_Instructions to follow_. Report every line in the entries below that contains the string "vest", copying each line in full.
+++ Data shown
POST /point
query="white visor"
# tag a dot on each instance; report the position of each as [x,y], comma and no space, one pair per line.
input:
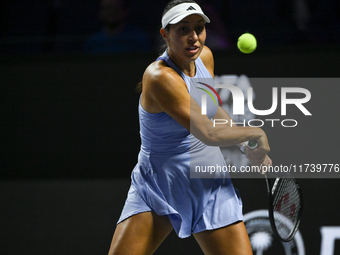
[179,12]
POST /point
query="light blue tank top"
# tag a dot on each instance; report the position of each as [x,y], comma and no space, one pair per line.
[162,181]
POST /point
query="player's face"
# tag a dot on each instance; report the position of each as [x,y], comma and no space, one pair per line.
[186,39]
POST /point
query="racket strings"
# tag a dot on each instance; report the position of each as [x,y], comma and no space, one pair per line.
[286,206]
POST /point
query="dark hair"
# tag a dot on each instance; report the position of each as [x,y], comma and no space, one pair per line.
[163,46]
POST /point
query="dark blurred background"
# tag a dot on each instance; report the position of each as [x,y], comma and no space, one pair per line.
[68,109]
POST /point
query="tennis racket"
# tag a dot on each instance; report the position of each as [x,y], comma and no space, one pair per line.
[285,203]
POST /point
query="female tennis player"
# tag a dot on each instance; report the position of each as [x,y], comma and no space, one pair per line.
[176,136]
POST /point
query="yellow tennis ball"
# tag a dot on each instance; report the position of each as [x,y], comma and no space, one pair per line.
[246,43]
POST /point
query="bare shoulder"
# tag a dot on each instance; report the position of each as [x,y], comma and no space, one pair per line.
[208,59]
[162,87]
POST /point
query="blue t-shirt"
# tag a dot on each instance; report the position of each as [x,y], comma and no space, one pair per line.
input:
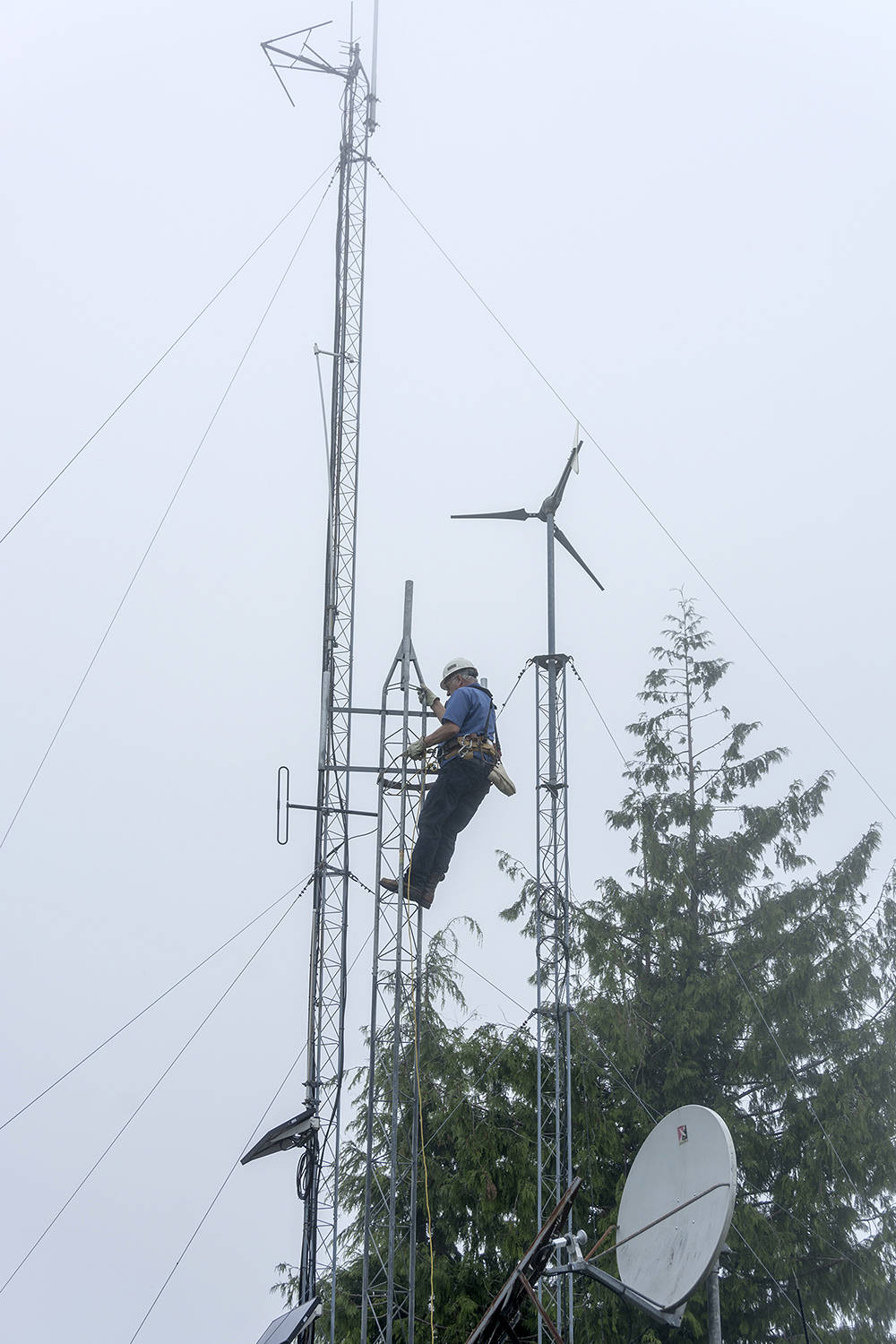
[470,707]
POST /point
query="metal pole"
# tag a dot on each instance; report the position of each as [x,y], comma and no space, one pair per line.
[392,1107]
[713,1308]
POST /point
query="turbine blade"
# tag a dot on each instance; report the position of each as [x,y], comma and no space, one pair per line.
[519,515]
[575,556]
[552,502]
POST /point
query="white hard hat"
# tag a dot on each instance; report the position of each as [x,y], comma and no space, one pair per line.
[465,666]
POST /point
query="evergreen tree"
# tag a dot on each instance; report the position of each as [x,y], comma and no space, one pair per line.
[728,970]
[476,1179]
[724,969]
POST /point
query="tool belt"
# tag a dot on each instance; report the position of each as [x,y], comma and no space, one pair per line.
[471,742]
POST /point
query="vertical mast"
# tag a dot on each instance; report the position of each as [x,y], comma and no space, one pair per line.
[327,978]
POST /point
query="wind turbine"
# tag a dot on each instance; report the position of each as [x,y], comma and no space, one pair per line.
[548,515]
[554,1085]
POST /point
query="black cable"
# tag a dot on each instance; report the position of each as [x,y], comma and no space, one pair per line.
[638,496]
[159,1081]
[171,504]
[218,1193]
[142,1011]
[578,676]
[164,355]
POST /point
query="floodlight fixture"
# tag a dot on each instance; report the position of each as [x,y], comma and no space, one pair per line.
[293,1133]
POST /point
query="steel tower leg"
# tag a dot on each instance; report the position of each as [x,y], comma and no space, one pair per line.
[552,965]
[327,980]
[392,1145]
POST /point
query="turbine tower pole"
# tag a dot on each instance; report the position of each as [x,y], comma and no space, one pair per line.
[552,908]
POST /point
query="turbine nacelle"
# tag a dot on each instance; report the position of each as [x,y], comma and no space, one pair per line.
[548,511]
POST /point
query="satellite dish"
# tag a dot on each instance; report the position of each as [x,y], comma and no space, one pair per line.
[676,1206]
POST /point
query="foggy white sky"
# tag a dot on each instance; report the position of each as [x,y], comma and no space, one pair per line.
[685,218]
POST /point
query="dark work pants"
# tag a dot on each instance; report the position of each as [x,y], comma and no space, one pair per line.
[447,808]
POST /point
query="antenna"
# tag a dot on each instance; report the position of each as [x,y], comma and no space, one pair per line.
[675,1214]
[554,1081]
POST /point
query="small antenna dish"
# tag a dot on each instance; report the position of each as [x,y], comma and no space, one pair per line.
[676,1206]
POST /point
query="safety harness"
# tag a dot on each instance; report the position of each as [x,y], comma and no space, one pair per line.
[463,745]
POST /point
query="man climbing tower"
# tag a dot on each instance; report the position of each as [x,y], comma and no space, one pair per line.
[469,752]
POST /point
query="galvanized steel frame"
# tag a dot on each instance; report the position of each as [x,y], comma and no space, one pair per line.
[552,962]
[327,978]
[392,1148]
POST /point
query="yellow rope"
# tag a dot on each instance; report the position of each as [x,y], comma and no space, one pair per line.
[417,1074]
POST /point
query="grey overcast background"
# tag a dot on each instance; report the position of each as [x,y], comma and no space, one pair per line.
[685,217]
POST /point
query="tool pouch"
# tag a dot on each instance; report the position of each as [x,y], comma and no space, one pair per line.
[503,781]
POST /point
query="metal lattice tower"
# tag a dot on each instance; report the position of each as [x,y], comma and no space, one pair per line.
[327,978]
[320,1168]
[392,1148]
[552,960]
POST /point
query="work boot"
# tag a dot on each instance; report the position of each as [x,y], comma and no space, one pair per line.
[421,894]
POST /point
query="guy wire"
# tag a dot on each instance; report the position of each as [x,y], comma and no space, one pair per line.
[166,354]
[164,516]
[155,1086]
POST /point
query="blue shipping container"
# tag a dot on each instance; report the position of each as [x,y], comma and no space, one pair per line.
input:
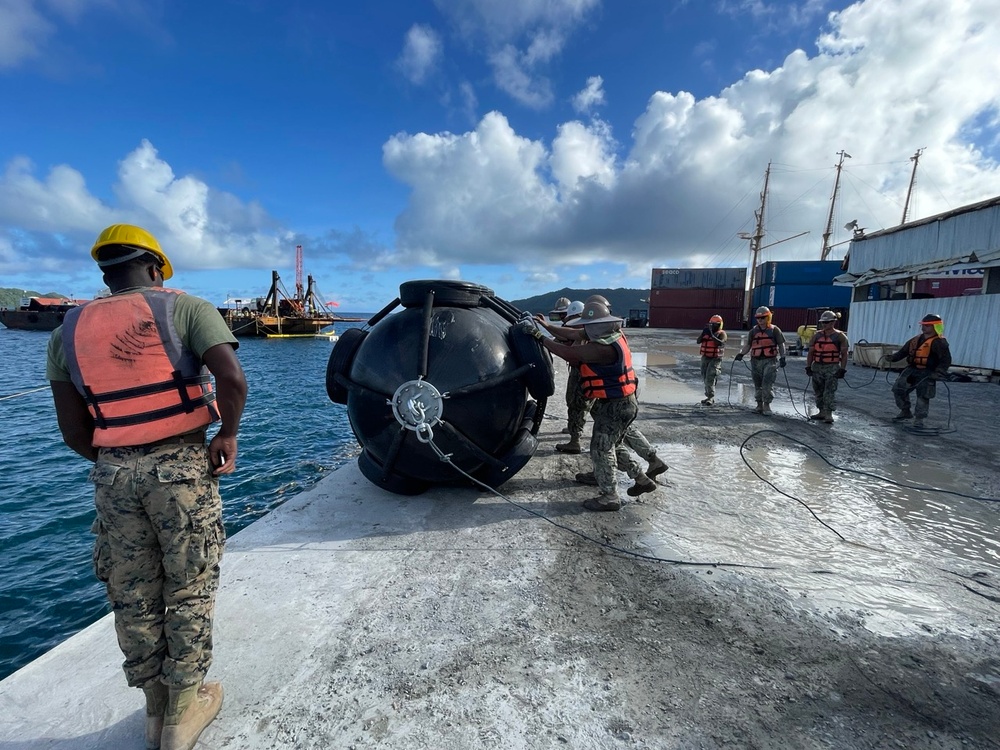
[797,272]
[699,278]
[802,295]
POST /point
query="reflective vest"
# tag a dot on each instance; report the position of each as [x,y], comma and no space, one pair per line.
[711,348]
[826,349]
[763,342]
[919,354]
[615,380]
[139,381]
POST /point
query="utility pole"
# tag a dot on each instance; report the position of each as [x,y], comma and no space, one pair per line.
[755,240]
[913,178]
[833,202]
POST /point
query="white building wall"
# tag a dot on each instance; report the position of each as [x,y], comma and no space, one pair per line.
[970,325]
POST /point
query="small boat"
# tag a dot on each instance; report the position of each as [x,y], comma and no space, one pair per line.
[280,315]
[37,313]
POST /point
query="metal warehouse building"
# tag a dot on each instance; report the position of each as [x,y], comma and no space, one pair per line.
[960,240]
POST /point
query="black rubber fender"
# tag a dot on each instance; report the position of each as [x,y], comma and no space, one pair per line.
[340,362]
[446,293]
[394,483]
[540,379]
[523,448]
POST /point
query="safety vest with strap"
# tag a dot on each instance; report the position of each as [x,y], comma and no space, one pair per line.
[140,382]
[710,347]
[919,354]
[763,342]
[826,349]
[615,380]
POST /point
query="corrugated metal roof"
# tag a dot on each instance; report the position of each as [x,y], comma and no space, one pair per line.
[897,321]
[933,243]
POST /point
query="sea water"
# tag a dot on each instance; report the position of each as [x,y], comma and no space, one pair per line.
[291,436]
++++++
+++ Data shown
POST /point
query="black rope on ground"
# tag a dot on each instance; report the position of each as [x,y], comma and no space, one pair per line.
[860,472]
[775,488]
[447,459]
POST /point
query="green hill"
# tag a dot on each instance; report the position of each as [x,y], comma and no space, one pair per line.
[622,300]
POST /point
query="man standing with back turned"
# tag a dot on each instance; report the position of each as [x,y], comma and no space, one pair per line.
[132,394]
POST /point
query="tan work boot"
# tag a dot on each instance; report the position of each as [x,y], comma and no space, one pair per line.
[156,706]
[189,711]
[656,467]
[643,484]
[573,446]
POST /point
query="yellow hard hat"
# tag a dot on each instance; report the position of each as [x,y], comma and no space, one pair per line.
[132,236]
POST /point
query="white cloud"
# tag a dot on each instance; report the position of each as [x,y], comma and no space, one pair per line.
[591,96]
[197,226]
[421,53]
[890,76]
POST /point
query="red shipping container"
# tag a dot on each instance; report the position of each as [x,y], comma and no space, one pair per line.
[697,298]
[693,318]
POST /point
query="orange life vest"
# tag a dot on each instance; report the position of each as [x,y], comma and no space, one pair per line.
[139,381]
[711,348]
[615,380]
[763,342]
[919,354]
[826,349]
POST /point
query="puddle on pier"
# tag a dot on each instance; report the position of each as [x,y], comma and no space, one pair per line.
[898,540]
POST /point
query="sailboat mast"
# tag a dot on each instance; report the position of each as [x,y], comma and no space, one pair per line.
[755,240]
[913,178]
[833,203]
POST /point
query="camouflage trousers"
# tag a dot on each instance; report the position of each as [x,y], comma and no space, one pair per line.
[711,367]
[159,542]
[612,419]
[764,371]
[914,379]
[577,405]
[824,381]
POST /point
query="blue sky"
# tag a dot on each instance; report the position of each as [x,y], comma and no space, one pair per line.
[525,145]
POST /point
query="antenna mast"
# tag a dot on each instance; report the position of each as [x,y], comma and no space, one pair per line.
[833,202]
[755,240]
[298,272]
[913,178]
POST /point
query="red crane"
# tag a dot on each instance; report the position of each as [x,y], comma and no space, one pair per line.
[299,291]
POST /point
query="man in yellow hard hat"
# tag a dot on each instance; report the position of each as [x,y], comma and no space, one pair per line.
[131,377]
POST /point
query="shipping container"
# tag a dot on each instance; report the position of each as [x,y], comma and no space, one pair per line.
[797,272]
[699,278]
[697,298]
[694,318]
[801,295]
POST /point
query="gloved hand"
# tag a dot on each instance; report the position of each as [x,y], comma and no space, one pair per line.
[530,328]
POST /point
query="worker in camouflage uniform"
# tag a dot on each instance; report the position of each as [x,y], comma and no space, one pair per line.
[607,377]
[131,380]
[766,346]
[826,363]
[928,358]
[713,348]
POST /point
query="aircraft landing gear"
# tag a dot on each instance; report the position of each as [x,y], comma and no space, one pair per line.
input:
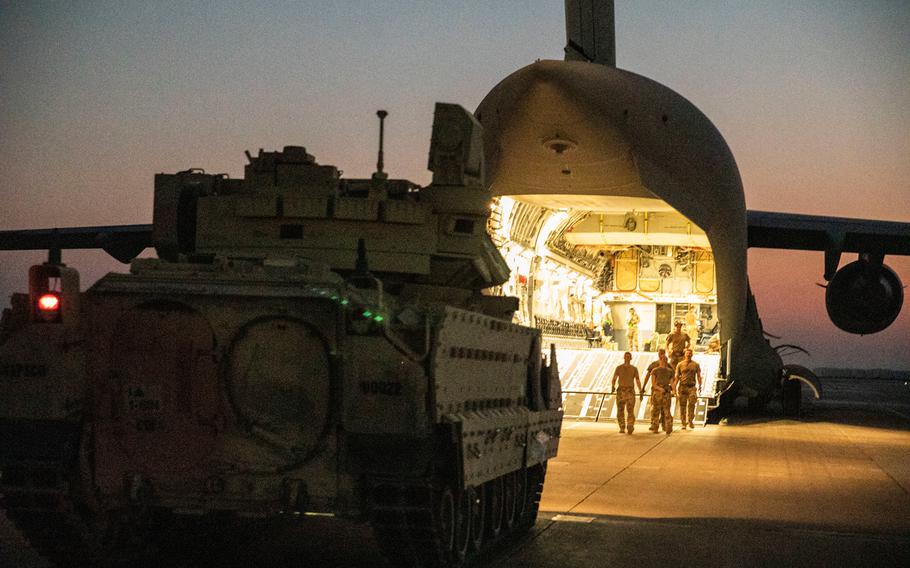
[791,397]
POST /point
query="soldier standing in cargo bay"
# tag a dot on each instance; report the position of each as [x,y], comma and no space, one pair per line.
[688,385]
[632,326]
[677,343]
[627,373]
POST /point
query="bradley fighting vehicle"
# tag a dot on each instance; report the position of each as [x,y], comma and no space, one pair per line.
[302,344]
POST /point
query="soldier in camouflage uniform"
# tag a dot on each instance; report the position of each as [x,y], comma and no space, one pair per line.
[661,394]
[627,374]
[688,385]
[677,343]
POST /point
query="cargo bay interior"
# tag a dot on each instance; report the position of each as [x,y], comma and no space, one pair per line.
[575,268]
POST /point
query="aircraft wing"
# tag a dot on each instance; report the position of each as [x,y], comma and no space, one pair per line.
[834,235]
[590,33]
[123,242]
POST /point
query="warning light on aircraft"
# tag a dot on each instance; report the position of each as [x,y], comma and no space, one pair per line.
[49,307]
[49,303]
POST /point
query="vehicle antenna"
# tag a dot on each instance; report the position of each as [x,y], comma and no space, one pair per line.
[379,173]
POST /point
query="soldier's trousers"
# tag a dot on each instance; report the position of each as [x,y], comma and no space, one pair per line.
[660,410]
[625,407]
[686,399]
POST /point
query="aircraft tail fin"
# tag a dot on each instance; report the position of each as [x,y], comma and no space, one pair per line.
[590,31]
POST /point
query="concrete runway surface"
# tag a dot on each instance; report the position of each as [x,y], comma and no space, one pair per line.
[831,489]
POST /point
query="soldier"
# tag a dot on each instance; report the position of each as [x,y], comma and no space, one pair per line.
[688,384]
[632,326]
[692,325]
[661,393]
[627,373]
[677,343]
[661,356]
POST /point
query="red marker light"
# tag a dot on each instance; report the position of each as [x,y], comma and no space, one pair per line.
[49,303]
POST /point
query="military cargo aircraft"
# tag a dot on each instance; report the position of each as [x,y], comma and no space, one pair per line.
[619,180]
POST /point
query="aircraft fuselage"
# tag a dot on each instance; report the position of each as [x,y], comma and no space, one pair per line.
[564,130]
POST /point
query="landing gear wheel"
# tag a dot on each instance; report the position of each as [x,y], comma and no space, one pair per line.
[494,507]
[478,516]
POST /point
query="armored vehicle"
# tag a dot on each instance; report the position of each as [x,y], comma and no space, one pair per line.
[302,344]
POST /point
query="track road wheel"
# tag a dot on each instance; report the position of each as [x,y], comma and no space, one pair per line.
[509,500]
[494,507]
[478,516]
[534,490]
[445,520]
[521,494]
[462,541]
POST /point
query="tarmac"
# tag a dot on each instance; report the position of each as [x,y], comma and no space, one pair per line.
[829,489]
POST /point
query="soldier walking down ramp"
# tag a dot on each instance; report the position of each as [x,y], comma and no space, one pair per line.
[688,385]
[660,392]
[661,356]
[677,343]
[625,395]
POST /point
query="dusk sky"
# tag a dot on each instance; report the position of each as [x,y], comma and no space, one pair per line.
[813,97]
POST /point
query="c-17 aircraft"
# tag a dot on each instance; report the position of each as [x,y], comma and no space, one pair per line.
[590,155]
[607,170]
++++++
_Expected answer_.
query="reflective vest"
query="safety vest with strap"
query="orange life vest"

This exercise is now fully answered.